Saved data entries:
================
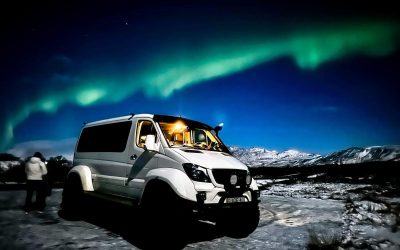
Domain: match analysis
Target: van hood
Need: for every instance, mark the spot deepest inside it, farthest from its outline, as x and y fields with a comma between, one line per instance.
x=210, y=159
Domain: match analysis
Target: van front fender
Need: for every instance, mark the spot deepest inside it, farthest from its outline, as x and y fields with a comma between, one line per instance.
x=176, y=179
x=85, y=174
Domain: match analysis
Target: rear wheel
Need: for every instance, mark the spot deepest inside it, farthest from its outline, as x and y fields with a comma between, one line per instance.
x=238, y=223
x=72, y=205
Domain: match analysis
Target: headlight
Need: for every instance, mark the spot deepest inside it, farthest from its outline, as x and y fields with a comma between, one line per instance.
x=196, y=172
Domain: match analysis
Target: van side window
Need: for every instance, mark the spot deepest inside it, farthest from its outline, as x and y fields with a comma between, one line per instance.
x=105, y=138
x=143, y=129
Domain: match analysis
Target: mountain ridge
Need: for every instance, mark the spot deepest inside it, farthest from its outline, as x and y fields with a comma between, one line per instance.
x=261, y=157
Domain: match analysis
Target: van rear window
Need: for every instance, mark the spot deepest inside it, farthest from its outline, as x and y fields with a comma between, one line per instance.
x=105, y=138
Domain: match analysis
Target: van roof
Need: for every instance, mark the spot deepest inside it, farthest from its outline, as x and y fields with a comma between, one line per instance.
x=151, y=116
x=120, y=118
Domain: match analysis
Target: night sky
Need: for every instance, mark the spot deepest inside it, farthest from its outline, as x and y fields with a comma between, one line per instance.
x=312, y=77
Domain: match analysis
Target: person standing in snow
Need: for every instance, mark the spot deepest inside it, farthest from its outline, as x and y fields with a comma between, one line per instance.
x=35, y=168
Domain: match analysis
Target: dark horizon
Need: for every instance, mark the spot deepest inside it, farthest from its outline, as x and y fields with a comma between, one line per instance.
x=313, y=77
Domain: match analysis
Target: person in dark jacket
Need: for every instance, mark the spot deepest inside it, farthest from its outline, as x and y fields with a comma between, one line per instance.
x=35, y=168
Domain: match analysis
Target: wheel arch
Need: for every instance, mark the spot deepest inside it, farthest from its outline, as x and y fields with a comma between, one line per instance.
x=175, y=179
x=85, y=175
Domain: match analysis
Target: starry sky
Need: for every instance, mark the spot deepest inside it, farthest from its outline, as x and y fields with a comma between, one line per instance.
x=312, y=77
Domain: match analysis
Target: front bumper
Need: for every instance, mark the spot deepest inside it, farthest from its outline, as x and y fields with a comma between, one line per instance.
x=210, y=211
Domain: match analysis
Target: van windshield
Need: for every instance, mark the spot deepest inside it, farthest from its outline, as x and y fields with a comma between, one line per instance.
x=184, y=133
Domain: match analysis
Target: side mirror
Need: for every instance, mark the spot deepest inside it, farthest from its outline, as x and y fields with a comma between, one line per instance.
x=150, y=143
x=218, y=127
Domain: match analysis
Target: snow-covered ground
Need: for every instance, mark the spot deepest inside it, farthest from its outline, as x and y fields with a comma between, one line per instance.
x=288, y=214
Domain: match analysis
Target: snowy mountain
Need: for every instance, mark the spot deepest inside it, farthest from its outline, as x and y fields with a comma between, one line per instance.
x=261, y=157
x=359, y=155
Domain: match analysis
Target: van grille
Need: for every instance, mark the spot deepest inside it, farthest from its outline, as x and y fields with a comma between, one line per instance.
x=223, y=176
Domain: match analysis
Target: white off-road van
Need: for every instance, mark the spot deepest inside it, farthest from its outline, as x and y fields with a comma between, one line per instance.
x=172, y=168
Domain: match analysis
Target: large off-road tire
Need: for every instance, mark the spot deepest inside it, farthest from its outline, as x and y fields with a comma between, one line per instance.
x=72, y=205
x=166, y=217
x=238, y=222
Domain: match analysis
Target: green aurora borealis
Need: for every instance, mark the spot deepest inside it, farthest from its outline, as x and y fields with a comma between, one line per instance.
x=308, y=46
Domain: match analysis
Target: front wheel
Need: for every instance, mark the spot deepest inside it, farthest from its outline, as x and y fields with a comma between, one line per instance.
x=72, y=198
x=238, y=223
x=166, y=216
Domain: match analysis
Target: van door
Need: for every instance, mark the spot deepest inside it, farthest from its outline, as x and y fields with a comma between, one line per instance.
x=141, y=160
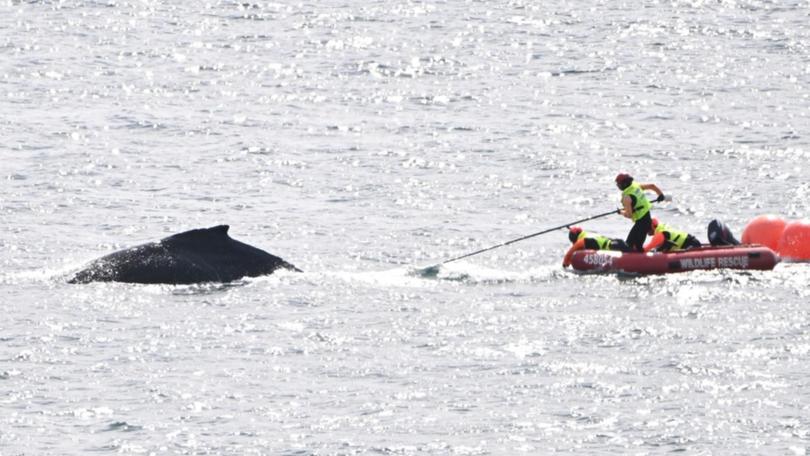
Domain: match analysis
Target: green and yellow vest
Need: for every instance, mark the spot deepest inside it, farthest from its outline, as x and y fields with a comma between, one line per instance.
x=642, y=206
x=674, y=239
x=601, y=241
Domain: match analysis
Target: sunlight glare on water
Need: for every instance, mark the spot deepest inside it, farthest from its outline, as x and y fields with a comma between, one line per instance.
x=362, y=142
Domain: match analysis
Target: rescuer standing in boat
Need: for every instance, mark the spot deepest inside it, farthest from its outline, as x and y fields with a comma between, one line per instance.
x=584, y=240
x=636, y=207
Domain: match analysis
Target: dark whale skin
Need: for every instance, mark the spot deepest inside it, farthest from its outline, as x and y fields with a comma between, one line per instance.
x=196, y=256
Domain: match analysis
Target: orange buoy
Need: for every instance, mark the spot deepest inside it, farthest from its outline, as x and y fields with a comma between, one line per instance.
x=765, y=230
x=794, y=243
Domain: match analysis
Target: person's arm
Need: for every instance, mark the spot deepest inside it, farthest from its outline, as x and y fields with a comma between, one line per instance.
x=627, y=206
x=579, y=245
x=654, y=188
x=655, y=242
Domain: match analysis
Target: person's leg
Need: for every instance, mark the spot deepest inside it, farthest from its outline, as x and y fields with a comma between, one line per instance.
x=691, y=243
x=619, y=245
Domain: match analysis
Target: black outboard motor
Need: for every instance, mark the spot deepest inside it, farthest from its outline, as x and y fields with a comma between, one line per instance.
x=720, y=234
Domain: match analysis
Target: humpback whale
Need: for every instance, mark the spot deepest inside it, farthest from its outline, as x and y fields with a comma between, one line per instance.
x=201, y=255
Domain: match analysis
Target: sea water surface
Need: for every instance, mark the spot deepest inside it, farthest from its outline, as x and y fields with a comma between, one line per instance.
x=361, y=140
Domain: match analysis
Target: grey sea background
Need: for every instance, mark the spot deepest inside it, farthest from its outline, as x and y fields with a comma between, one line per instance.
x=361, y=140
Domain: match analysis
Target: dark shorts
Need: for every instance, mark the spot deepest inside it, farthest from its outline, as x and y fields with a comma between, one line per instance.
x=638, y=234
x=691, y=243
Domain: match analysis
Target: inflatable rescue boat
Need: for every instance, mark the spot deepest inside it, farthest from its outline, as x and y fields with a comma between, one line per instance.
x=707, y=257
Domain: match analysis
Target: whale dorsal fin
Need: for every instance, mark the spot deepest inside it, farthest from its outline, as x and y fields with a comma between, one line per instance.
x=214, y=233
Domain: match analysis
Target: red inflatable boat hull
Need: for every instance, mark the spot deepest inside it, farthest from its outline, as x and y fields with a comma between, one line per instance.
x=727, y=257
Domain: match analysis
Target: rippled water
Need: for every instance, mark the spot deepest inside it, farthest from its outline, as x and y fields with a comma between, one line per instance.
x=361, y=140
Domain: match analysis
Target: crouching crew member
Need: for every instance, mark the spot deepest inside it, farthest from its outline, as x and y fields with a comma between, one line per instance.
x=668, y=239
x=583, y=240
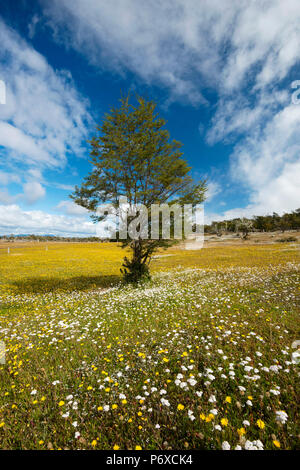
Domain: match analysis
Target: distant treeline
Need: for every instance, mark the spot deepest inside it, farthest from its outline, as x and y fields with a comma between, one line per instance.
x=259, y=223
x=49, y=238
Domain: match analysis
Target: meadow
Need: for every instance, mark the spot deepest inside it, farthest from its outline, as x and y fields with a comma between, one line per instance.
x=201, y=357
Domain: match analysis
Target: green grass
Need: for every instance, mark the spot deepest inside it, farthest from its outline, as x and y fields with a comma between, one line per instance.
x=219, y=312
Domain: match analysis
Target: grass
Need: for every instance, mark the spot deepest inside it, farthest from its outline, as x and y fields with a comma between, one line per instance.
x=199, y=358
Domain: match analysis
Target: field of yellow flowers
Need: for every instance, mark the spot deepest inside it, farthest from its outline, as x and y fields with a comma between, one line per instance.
================
> REQUIREMENT
List every line of the listing that contains the string "standing", copying each one in full.

> TASK RESPONSE
Target: person standing in snow
Target: rescuer standing in boat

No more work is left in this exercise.